*** DOCUMENT TEXT ***

Welcome to the world of computer science. Induction is just a small topic in CS though.. Wait till you get to linear combination and equivalence relations that forms the basis of current world encryption/decryption like RSA and Diffie-Hellman key distribution scheme.

16. ## Re: Need help in maths

ahseng's solution is the closest ... i will refine and elaborate what ahseng has done ....
and elaborating the last part of ahseng's explanation which wasn't quite complete

To prove n^3+2 < 2^n for n>9

need to prove next case (k+1)

need to prove (k+1)^3+2 < 2^(k+1)

need to prove:

k^3+3k^2+3k+1+2 < 2*2^k

k^3+2 + (3k^2+3k+1) < 2*2^k ……. (1)

but we know from our assumption that k^3+2 < 2^k for n=k, or 2^k > k^3+2

Inequality (1) remains valid if we replace the right hand side by some expression bigger than 2*2^k

Since 2^k > k^3+2 hence k^3+2 + (3k^2+3k+1) < 2* (k^3+2)

*** SUPPLIED ENTRIES ***

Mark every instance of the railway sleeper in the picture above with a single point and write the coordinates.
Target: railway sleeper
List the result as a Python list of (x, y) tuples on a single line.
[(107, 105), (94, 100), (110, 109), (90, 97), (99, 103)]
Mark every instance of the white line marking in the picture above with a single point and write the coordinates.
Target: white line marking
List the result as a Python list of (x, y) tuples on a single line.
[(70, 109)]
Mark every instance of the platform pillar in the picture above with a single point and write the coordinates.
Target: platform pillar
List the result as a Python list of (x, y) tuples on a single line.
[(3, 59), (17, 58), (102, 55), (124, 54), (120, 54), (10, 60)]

***
*** SUPPLIED ENTRIES ***

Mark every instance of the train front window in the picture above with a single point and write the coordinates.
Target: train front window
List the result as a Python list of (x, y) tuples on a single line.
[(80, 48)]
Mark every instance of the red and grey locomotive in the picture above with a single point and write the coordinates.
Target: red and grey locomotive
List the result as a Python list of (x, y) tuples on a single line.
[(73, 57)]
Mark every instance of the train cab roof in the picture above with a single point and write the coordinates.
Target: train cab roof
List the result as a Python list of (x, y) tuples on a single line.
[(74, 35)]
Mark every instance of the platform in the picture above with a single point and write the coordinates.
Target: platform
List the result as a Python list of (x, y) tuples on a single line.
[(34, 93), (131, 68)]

***
*** SUPPLIED ENTRIES ***

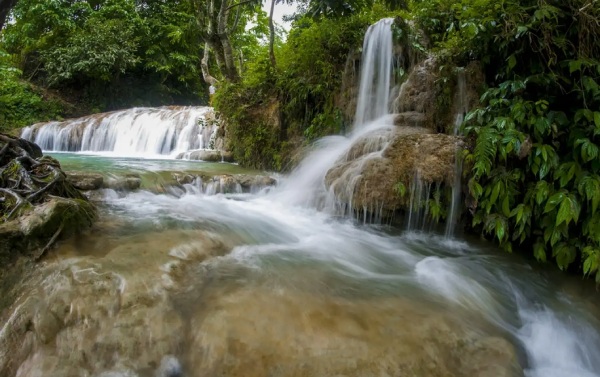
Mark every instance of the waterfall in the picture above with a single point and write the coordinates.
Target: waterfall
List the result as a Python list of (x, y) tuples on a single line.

***

▶ _GOALS_:
• 1. Present the lines of the entries from the one containing "Mark every instance of the railway" through the one containing "54), (10, 60)]", inclusive, as a numbered list with blank lines omitted.
• 2. Carry the forum post on the induction proof forward from its last line.
The forum text and the entries are unrelated to each other.

▶ _RESPONSES_:
• 1.
1. Mark every instance of the railway sleeper in the picture above with a single point and write the coordinates.
2. Target: railway sleeper
3. List the result as a Python list of (x, y) tuples on a single line.
4. [(107, 105), (94, 100), (110, 109), (90, 97), (99, 103)]
5. Mark every instance of the white line marking in the picture above with a single point and write the coordinates.
6. Target: white line marking
7. List the result as a Python list of (x, y) tuples on a single line.
8. [(70, 109)]
9. Mark every instance of the platform pillar in the picture above with a single point and write the coordinates.
10. Target: platform pillar
11. List the result as a Python list of (x, y) tuples on a single line.
12. [(3, 59), (17, 58), (102, 55), (124, 54), (120, 54), (10, 60)]

• 2.
Simplifying this results in -> k^3 + 1 > 3k^2 + 3k – this is what we need to prove

Since k^3 = k*(k^2) it follows that k^3 = k*(k^2) >9k^2 since k >9

k^3 > 9k^2

k^3 > 3k^2 + 6k*k

k^3 > 3k^2 + 54k since k>9

If k^3 > 3k^2 + 54k quite obviously k^3 > 3k^2 + 3k and even more obviously k^3 + 1 > 3k^2 + 3k

Case proven ...

a) There is one important part ahseng has not properly addressed - in inequality (1) above, ahseng has simply substituted 2^k with k^3+2 - this happened to be true because 2^k > k^3+2 as explained above and inequality (1) will only be true if 2^k > k^3+2 - if 2^k < k^3+2, then we could not substitute in - we need to be careful with the inequality signs

17. ## Re: Need help in maths

Actually, Ah Seng's solution is the same as mine, except I worked from LHS to RHS, but he worked on LHS and RHS at the same time. In working with inequalities, this can be quite dangerous. In his solution, it appears that he substituted k^3 +2 = 2^k when that is actually an inequality and thus is actually wrong. But this, he corrected in the next explanation.
Note: In the solution, you should not put 2(2^k) = 2(k^3 +2)! That is a mistake.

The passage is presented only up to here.